• Work to do
Return every line of the records below verbatim, leaving out the pictures.

• Source data

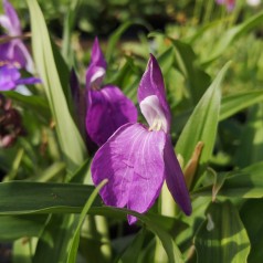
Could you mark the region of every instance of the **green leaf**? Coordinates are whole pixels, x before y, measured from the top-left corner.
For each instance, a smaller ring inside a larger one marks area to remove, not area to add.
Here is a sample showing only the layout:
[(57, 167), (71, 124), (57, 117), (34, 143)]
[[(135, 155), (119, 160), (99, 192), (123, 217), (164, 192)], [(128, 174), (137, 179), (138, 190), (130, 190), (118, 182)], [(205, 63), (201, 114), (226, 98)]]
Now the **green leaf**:
[(143, 22), (141, 20), (134, 20), (134, 21), (127, 21), (123, 23), (113, 34), (111, 34), (107, 43), (107, 51), (105, 54), (106, 61), (109, 64), (113, 60), (114, 51), (116, 50), (116, 45), (118, 40), (120, 39), (122, 34), (132, 25), (139, 24), (147, 28), (147, 24)]
[(78, 248), (78, 243), (80, 243), (80, 235), (81, 235), (81, 227), (83, 224), (83, 221), (86, 217), (86, 213), (88, 212), (88, 210), (91, 209), (92, 207), (92, 203), (95, 201), (95, 198), (98, 193), (98, 191), (107, 183), (107, 180), (103, 180), (98, 186), (97, 188), (92, 192), (92, 194), (90, 196), (88, 200), (86, 201), (82, 212), (81, 212), (81, 215), (80, 215), (80, 219), (78, 219), (78, 223), (77, 223), (77, 227), (74, 231), (74, 235), (72, 238), (72, 242), (70, 244), (70, 249), (69, 249), (69, 256), (67, 256), (67, 260), (66, 262), (67, 263), (75, 263), (76, 262), (76, 255), (77, 255), (77, 248)]
[(248, 200), (241, 208), (240, 218), (248, 231), (251, 252), (249, 254), (249, 263), (256, 263), (262, 261), (263, 256), (263, 200), (253, 199)]
[[(220, 85), (228, 67), (229, 63), (225, 64), (219, 72), (210, 87), (196, 106), (193, 113), (187, 122), (187, 125), (181, 132), (176, 146), (176, 152), (182, 156), (186, 165), (190, 160), (197, 144), (202, 141), (204, 147), (199, 159), (199, 167), (201, 171), (207, 165), (213, 150), (219, 123), (221, 101)], [(198, 178), (194, 178), (194, 180), (197, 181)]]
[[(46, 252), (42, 251), (45, 251), (45, 249), (50, 251), (50, 249), (53, 248), (51, 244), (54, 245), (56, 242), (62, 242), (69, 236), (71, 238), (72, 231), (77, 225), (78, 221), (75, 218), (66, 217), (66, 220), (63, 221), (61, 214), (80, 213), (87, 197), (92, 194), (93, 190), (94, 187), (76, 183), (41, 183), (23, 181), (2, 182), (0, 183), (0, 215), (60, 213), (57, 215), (52, 215), (45, 231), (43, 232), (41, 245), (38, 245), (39, 249), (36, 251), (40, 252), (35, 255), (35, 262), (44, 262), (38, 261), (42, 259), (43, 253), (46, 255)], [(20, 200), (20, 202), (18, 202), (18, 200)], [(99, 202), (95, 201), (95, 206), (99, 206)], [(148, 227), (150, 231), (158, 235), (166, 253), (168, 254), (169, 261), (182, 262), (181, 253), (175, 244), (172, 238), (147, 215), (143, 215), (127, 209), (109, 207), (93, 207), (91, 208), (90, 213), (113, 217), (115, 219), (125, 219), (126, 214), (137, 217)], [(56, 235), (52, 238), (51, 233), (56, 233)], [(56, 242), (54, 241), (54, 238)], [(60, 245), (57, 244), (57, 246), (55, 246), (56, 251), (51, 250), (53, 251), (52, 259), (60, 259), (60, 253), (62, 253), (61, 249), (63, 249), (66, 244)], [(43, 260), (45, 260), (45, 257), (43, 257)]]
[(198, 67), (197, 55), (191, 45), (178, 40), (170, 40), (175, 46), (176, 67), (183, 74), (192, 103), (196, 104), (206, 92), (210, 76)]
[[(229, 172), (218, 190), (218, 197), (228, 198), (262, 198), (263, 197), (263, 162), (251, 165), (242, 170)], [(196, 196), (211, 196), (213, 186), (192, 192)]]
[(31, 17), (32, 46), (36, 67), (55, 120), (67, 169), (73, 172), (84, 161), (85, 145), (69, 111), (43, 14), (36, 0), (28, 0), (27, 2)]
[(248, 91), (230, 96), (222, 97), (220, 108), (220, 120), (225, 119), (233, 114), (244, 109), (255, 103), (263, 101), (263, 91)]
[(220, 55), (222, 55), (225, 50), (242, 34), (248, 33), (251, 29), (254, 29), (260, 23), (263, 22), (263, 12), (256, 13), (252, 18), (245, 20), (243, 23), (235, 25), (228, 30), (225, 33), (220, 35), (218, 43), (215, 44), (213, 51), (209, 54), (207, 53), (206, 60), (201, 62), (203, 66), (209, 65)]
[(235, 164), (246, 167), (263, 160), (263, 106), (254, 105), (248, 116), (236, 150)]
[(245, 263), (250, 240), (236, 208), (230, 201), (211, 203), (206, 214), (194, 238), (198, 262)]
[(78, 183), (2, 182), (0, 214), (80, 212), (93, 190)]
[(39, 239), (33, 263), (66, 262), (66, 250), (71, 242), (78, 215), (52, 214)]
[(69, 3), (69, 10), (64, 19), (62, 54), (69, 64), (72, 64), (73, 49), (71, 46), (71, 36), (76, 23), (76, 14), (78, 13), (82, 0), (73, 0)]
[(39, 236), (48, 217), (48, 214), (1, 215), (0, 240), (11, 241), (23, 236)]
[(125, 263), (138, 262), (139, 252), (143, 248), (145, 235), (146, 235), (146, 231), (145, 229), (141, 229), (136, 234), (136, 236), (134, 238), (132, 243), (128, 245), (128, 248), (126, 248), (126, 250), (122, 254), (120, 260), (118, 262), (125, 262)]
[(51, 113), (45, 98), (34, 95), (24, 96), (18, 92), (4, 92), (4, 95), (12, 98), (12, 101), (22, 103), (25, 105), (25, 108), (34, 111), (35, 114), (40, 115), (42, 118), (44, 117), (45, 123), (50, 122)]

• Reply to the task
Could you mark the region of every instance of the **green leaf**? Coordinates are whole pixels, x before y, measured from the top-left corner.
For each instance, a smaller ring inside a larger one marks area to remove, not area to add.
Here is a sample showing only the layout:
[(57, 167), (71, 124), (57, 117), (34, 143)]
[[(135, 155), (119, 160), (99, 192), (123, 217), (164, 192)], [(128, 174), (137, 179), (138, 190), (130, 190), (118, 182)], [(205, 63), (201, 114), (226, 98)]]
Now the **green leaf**:
[(143, 22), (141, 20), (134, 20), (134, 21), (127, 21), (123, 23), (113, 34), (111, 34), (107, 43), (107, 51), (105, 54), (106, 61), (109, 64), (113, 60), (114, 51), (116, 50), (116, 45), (118, 40), (120, 39), (122, 34), (132, 25), (139, 24), (147, 28), (147, 24)]
[(78, 248), (78, 243), (80, 243), (80, 235), (81, 235), (81, 227), (83, 224), (83, 221), (86, 217), (86, 213), (88, 212), (88, 210), (91, 209), (92, 207), (92, 203), (95, 201), (95, 198), (98, 193), (98, 191), (107, 183), (107, 180), (103, 180), (98, 186), (97, 188), (92, 192), (92, 194), (90, 196), (88, 200), (86, 201), (82, 212), (81, 212), (81, 215), (80, 215), (80, 219), (78, 219), (78, 223), (77, 223), (77, 227), (74, 231), (74, 235), (72, 238), (72, 242), (70, 244), (70, 249), (69, 249), (69, 256), (67, 256), (67, 260), (66, 262), (67, 263), (75, 263), (76, 262), (76, 255), (77, 255), (77, 248)]
[(248, 200), (241, 208), (240, 218), (248, 231), (251, 252), (249, 254), (249, 263), (256, 263), (262, 261), (263, 256), (263, 200), (253, 199)]
[[(220, 85), (228, 67), (229, 63), (225, 64), (219, 72), (210, 87), (196, 106), (193, 113), (187, 122), (187, 125), (181, 132), (176, 146), (176, 152), (182, 156), (186, 165), (190, 160), (197, 144), (202, 141), (204, 147), (199, 159), (199, 167), (201, 171), (207, 165), (213, 150), (219, 123), (221, 101)], [(198, 178), (194, 178), (194, 180), (197, 181)]]
[[(46, 252), (42, 251), (45, 251), (45, 249), (50, 251), (50, 249), (53, 248), (51, 244), (54, 245), (56, 242), (62, 242), (69, 236), (71, 238), (72, 231), (77, 225), (78, 221), (75, 218), (66, 217), (66, 220), (63, 221), (61, 214), (80, 213), (87, 197), (92, 194), (93, 190), (94, 187), (76, 183), (41, 183), (23, 181), (2, 182), (0, 183), (0, 215), (60, 213), (57, 215), (52, 215), (45, 231), (43, 232), (41, 245), (38, 245), (39, 249), (36, 251), (40, 252), (35, 255), (35, 262), (44, 262), (38, 261), (42, 259), (43, 253), (46, 255)], [(20, 200), (20, 202), (18, 202), (18, 200)], [(99, 202), (95, 201), (95, 206), (99, 206)], [(148, 227), (150, 231), (158, 235), (166, 253), (168, 254), (169, 261), (182, 262), (181, 253), (175, 244), (172, 238), (147, 215), (143, 215), (127, 209), (109, 207), (93, 207), (91, 208), (90, 213), (113, 217), (115, 219), (125, 219), (126, 214), (137, 217)], [(56, 235), (52, 238), (51, 233), (56, 233)], [(56, 242), (54, 241), (54, 238)], [(60, 245), (57, 244), (57, 246), (55, 246), (56, 251), (51, 250), (53, 251), (52, 259), (60, 259), (60, 253), (62, 253), (61, 249), (63, 249), (66, 244)], [(43, 260), (45, 260), (45, 257), (43, 257)]]
[(198, 67), (197, 55), (191, 45), (178, 40), (170, 40), (175, 46), (176, 67), (183, 74), (192, 103), (196, 104), (206, 92), (210, 76)]
[[(229, 172), (218, 190), (218, 197), (228, 198), (262, 198), (263, 197), (263, 162), (251, 165), (242, 170)], [(196, 196), (211, 196), (213, 186), (192, 192)]]
[(31, 17), (32, 46), (36, 67), (55, 120), (67, 169), (73, 172), (84, 161), (85, 145), (69, 111), (43, 14), (36, 0), (28, 0), (27, 2)]
[(248, 91), (230, 96), (222, 97), (220, 108), (220, 120), (225, 119), (233, 114), (244, 109), (255, 103), (263, 101), (263, 91)]
[(220, 55), (222, 55), (225, 50), (242, 34), (248, 33), (251, 29), (254, 29), (260, 23), (263, 22), (263, 12), (256, 13), (252, 18), (245, 20), (243, 23), (235, 25), (228, 30), (225, 33), (220, 35), (218, 43), (215, 44), (213, 51), (209, 54), (207, 53), (206, 60), (201, 62), (203, 66), (209, 65)]
[(235, 164), (246, 167), (263, 160), (263, 106), (254, 105), (248, 116), (236, 150)]
[(245, 263), (250, 240), (236, 208), (230, 201), (211, 203), (206, 214), (194, 238), (198, 262)]
[(78, 183), (2, 182), (0, 214), (80, 212), (93, 190)]
[(39, 239), (33, 263), (66, 262), (66, 250), (71, 242), (78, 215), (52, 214)]
[(69, 3), (69, 10), (64, 19), (62, 54), (69, 64), (72, 64), (73, 49), (71, 46), (71, 36), (76, 23), (76, 14), (78, 13), (82, 0), (73, 0)]
[(39, 236), (48, 217), (48, 214), (1, 215), (0, 240), (11, 241), (23, 236)]
[(125, 263), (138, 262), (139, 252), (143, 248), (145, 235), (146, 235), (146, 231), (145, 229), (141, 229), (136, 234), (136, 236), (134, 238), (132, 243), (128, 245), (128, 248), (126, 248), (126, 250), (122, 254), (120, 260), (118, 262), (125, 262)]
[(51, 113), (45, 98), (34, 95), (24, 96), (18, 92), (4, 92), (4, 95), (12, 98), (12, 101), (22, 103), (25, 105), (25, 108), (34, 111), (35, 114), (40, 115), (42, 118), (44, 117), (45, 123), (50, 122)]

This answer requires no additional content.